*** Block opens ***

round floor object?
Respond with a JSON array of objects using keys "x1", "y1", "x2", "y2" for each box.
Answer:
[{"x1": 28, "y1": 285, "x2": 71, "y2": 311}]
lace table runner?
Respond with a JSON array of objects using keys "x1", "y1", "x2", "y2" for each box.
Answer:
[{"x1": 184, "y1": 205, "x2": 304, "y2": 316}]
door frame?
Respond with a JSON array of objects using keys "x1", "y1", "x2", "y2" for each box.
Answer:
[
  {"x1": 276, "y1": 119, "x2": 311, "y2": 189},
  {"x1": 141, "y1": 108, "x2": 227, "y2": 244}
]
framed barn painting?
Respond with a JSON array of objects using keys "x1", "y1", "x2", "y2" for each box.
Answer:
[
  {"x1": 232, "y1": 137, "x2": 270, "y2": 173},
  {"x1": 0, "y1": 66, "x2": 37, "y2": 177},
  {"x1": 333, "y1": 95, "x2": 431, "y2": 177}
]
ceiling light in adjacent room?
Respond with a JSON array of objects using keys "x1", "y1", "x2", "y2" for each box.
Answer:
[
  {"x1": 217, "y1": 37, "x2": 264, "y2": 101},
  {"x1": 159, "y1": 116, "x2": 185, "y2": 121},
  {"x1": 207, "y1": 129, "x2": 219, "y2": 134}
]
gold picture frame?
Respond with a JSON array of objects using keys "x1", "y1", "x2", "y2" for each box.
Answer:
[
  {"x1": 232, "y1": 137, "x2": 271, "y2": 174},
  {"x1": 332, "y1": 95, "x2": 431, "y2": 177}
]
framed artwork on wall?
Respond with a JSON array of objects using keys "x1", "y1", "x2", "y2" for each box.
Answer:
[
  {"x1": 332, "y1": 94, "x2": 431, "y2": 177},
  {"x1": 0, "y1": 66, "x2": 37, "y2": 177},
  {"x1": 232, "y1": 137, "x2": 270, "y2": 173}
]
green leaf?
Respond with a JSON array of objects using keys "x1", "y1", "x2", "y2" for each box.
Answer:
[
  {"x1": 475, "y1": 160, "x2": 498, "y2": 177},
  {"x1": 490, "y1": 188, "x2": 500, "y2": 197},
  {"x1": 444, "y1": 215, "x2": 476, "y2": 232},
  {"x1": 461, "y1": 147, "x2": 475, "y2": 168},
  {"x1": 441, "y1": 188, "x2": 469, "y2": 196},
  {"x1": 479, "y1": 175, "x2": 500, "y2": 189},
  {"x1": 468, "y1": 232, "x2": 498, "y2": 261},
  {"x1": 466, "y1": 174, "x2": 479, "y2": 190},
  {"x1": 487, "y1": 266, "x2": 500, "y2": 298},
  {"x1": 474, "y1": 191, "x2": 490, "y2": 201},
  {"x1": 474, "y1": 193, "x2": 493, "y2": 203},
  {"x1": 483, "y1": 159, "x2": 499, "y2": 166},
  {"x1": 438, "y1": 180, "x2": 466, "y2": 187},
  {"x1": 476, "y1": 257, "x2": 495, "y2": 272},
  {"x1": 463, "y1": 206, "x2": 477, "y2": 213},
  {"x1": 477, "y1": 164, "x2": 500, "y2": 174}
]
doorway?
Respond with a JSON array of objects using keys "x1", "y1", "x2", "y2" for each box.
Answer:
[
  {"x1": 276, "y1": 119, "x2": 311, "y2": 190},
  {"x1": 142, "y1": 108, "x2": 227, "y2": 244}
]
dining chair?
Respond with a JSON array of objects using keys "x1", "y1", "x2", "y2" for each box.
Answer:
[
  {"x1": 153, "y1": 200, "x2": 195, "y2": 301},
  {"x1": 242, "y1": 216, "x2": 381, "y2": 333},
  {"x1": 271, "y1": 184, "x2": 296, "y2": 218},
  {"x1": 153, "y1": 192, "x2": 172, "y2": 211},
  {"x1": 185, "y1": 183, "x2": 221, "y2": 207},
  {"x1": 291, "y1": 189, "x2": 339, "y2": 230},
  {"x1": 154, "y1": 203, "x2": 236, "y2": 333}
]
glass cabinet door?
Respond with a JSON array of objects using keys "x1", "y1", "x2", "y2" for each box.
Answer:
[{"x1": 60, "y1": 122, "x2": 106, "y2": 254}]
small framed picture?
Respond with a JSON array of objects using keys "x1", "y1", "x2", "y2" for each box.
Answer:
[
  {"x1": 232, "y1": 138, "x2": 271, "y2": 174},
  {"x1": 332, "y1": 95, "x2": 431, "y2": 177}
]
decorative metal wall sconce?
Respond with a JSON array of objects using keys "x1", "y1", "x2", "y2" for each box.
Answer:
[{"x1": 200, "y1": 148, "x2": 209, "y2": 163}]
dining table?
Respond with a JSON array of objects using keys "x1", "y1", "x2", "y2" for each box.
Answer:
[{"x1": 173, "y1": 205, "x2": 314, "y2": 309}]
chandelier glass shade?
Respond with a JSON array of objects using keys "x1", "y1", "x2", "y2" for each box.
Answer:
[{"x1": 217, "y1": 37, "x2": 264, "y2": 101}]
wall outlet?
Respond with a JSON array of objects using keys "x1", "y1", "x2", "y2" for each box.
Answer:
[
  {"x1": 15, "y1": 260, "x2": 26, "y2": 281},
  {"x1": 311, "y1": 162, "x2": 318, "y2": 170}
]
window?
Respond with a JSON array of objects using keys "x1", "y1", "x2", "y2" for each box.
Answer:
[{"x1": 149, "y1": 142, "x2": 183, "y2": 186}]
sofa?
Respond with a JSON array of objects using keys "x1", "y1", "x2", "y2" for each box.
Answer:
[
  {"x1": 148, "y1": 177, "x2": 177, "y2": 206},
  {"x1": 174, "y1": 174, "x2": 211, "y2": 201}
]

*** Block closes ***
*** Block opens ***

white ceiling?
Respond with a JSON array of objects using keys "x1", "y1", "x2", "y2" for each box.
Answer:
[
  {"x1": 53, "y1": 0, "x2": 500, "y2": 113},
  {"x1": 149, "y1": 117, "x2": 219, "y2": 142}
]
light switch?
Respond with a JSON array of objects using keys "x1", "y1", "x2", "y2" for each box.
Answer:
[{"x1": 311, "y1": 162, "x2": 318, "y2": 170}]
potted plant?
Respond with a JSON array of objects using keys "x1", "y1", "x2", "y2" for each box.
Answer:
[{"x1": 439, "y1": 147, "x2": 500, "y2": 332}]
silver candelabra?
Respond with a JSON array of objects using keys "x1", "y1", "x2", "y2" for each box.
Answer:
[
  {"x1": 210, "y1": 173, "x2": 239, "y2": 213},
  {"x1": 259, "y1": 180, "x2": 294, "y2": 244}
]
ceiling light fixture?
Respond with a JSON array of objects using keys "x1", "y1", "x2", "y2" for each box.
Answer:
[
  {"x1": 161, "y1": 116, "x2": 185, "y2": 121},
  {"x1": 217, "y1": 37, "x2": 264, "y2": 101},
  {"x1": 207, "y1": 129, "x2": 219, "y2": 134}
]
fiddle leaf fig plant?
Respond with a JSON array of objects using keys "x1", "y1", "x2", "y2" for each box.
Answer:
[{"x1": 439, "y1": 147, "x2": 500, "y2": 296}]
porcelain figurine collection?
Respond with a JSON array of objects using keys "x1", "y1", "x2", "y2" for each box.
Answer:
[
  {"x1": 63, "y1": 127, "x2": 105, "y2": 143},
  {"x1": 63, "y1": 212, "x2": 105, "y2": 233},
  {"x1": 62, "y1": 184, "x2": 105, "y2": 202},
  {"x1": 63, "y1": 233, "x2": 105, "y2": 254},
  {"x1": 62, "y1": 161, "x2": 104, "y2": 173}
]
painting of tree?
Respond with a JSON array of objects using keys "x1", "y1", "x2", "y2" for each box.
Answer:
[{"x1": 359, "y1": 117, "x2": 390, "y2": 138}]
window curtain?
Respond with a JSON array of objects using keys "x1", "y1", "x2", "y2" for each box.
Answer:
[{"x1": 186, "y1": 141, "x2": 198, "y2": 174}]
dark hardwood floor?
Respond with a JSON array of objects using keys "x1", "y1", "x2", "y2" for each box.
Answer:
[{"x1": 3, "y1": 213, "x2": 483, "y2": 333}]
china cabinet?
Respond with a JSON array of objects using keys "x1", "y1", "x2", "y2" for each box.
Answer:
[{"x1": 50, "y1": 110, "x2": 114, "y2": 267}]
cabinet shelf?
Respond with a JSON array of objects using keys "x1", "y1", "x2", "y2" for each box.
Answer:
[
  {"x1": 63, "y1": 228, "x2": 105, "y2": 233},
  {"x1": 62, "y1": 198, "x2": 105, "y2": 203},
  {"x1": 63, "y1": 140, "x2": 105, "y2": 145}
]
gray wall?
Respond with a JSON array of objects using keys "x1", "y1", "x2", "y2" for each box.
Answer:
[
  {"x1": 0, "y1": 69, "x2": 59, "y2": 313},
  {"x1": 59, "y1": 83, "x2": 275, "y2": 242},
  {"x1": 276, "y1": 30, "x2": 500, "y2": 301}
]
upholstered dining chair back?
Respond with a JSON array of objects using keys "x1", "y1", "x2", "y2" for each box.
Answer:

*** Block closes ***

Assigned task: Within the material, how many lines hold the string "wall"? Give the number by itself.

Task solution: 4